EXERCISE INPUT.

______________________________

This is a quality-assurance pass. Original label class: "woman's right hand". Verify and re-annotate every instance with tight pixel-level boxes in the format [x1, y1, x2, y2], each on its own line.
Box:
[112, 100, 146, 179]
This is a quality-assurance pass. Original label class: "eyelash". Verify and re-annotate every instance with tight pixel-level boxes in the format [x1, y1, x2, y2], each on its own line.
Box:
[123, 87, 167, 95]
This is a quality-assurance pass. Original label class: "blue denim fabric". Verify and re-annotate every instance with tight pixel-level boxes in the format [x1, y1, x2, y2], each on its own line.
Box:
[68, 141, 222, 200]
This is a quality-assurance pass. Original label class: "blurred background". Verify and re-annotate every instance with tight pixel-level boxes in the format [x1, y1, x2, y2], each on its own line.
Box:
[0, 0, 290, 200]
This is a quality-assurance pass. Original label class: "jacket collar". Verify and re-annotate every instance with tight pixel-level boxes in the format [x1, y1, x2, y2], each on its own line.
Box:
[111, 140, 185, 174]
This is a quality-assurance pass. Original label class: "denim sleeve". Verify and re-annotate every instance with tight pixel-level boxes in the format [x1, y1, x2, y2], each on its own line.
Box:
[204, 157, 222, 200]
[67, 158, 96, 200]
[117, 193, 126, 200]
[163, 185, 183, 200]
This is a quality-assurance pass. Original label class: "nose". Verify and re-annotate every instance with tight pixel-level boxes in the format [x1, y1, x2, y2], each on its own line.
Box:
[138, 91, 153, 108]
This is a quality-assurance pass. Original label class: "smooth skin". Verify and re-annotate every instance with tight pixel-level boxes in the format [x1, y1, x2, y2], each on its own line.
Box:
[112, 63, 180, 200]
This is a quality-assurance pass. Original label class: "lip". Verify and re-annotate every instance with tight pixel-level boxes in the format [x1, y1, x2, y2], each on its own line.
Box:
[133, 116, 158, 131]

______________________________

TASK TO CARRY OUT. Please edit the items above so that "re-annotate" is replaced by "relabel" everywhere it occurs, leaving every other word unchanged.

RESULT OF THIS EXERCISE.
This is a quality-assurance pass. Original label class: "woman's right hand". Verify and relabel every instance with tight pixel-level boxes in the format [x1, y1, x2, y2], each on its own line.
Box:
[112, 100, 146, 179]
This is a quality-assurance pass. Original label class: "eyelash". Verify and relabel every instance with tight pixel-level boxes in the format [x1, y1, x2, y2], each on its own line.
Box:
[123, 87, 167, 95]
This is a quality-assurance pass. Original label class: "blue denim fabric". Verify and relabel every instance with tight pixel-level boxes in the format [x1, y1, x2, y2], each on its own line.
Box:
[68, 141, 222, 200]
This is a quality-assurance pass. Original label class: "blurred background". Verify and relabel every instance with tight pixel-level boxes in the format [x1, y1, x2, y2], each on its own line.
Box:
[0, 0, 290, 200]
This is a quality-assurance pass. Original label class: "jacket collar". Verify and relabel every instance with tight pixel-level boxes in the format [x1, y1, x2, y2], each on its own line.
Box:
[111, 140, 185, 174]
This is a quality-assurance pass. Original label class: "denim sleeve". Verify and relabel every instance with tight pixel-level boxes in the format [x1, y1, x2, y2], each on its own line.
Box:
[204, 157, 222, 200]
[67, 158, 96, 200]
[117, 193, 126, 200]
[163, 185, 183, 200]
This is a quality-assurance pass. Original label class: "nose". Verify and relabel every instance with tight pixel-level boxes in the format [x1, y1, x2, y2], each on its own line.
Box:
[138, 91, 153, 108]
This is a quality-assurance pass. Original label class: "smooth skin". Verify and relabel every instance with tight pixel-level boxes in the format [x1, y1, x2, y2], each on its own line.
Box:
[112, 63, 180, 200]
This is a quality-assurance pass. Original label class: "lip". Verify and relabel every instance with tight pixel-level boxes in the format [x1, y1, x2, y2], each on its own line.
Box:
[133, 116, 158, 131]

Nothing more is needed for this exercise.